选文:
====

CODE 04: KTransformers 核心实现

本节目录 Contents

CODE 04: KTransformers 核心实现#

KTransformers 是清华大学 KVCache.AI 团队与趋境科技联合开发的开源大语言模型推理优化框架，其核心创新在于能够在单张 24GB 显存的消费级显卡上运行 DeepSeek-R1/V3 等 671B 参数的满血版大模型。

本实验旨在通过一个简化实现，帮助你理解 KTransformers 框架的核心优化思想：通过将混合专家（MoE）模型中的部分专家网络卸载到 CPU 内存进行计算，从而在有限的 GPU 显存内运行参数量远超显存容量的超大模型。

1. 环境配置#

我们将使用 PyTorch 来实现这个简易版本。请确保你的环境中有支持 GPU 的较新版本 PyTorch（需安装对应 CUDA 版本）：

# 推荐安装支持 CUDA 12.1 的 PyTorch（根据显卡型号调整 CUDA 版本，如 cu118/cu121）
pip3 install torch torchvision torchaudio --index-url https://download.pytorch.org/whl/cu121
# 若仅需 CPU 测试（无法验证显存优化），使用基础命令：
# pip install torch torchvision torchaudio

2. MoE 模型实现#

我们首先实现一个简化的混合专家（MoE）层。MoE 模型的核心思想是将一个大模型分解为多个较小的“专家”网络，并通过一个门控网络来动态决定对于给定的输入，应该使用哪些专家。

import torch
import torch.nn as nn
import torch.nn.functional as F

class SimpleExpert(nn.Module):
    """
    简化的专家网络。
    每个专家本质上是一个小型的前馈神经网络。
    为了模拟大参数量的专家，我们使其具有相对较大的隐藏层。
    """
    def __init__(self, input_dim, hidden_dim, output_dim):
        super().__init__()
        self.fc1 = nn.Linear(input_dim, hidden_dim)
        self.fc2 = nn.Linear(hidden_dim, output_dim)

====

问题描述:
照录选文中从“我们将使用 PyTorch 来实现这个简易版本。请确保你的环境中有支持”起一直到“定的输入，应该使用哪些专家。”为止的全部内容。 作答时只依据上面的选文。

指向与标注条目
====

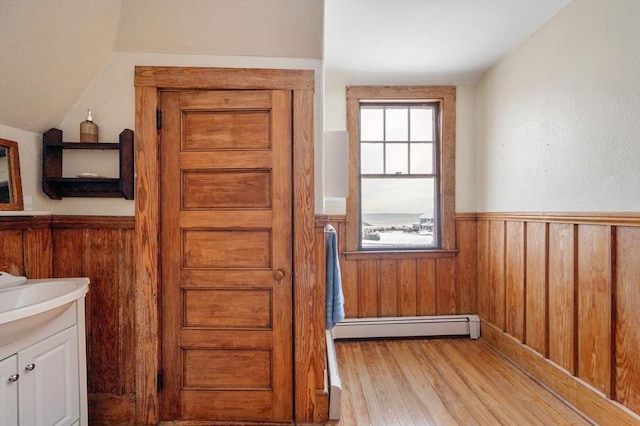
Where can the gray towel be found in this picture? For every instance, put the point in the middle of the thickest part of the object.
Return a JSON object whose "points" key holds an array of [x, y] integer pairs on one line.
{"points": [[335, 297]]}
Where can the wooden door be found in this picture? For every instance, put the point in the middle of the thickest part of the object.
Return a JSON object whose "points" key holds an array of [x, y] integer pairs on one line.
{"points": [[226, 255]]}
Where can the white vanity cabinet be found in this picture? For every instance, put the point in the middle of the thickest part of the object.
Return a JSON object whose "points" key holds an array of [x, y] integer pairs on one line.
{"points": [[48, 383], [43, 373], [9, 391]]}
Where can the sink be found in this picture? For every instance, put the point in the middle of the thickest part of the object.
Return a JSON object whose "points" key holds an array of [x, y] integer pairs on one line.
{"points": [[27, 304]]}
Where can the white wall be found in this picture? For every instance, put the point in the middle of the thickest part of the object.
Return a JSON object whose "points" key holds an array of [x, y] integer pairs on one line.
{"points": [[111, 96], [335, 117], [559, 118]]}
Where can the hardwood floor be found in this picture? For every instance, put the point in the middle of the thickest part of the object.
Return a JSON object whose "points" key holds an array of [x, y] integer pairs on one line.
{"points": [[441, 382]]}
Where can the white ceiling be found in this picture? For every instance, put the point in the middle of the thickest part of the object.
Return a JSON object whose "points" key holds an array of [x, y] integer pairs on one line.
{"points": [[433, 41], [50, 50]]}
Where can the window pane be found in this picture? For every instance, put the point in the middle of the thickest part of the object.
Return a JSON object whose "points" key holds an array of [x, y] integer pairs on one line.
{"points": [[422, 124], [421, 158], [397, 213], [371, 120], [396, 159], [371, 158], [397, 124]]}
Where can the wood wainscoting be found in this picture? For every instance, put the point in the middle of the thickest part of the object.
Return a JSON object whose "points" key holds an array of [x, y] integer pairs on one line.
{"points": [[560, 295], [403, 284], [101, 248]]}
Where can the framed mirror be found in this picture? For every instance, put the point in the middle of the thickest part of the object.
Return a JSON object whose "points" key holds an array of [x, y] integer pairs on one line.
{"points": [[10, 182]]}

====

答案如下:
我们将使用 PyTorch 来实现这个简易版本。请确保你的环境中有支持 GPU 的较新版本 PyTorch（需安装对应 CUDA 版本）：

# 推荐安装支持 CUDA 12.1 的 PyTorch（根据显卡型号调整 CUDA 版本，如 cu118/cu121）
pip3 install torch torchvision torchaudio --index-url https://download.pytorch.org/whl/cu121
# 若仅需 CPU 测试（无法验证显存优化），使用基础命令：
# pip install torch torchvision torchaudio

2. MoE 模型实现#

我们首先实现一个简化的混合专家（MoE）层。MoE 模型的核心思想是将一个大模型分解为多个较小的“专家”网络，并通过一个门控网络来动态决定对于给定的输入，应该使用哪些专家。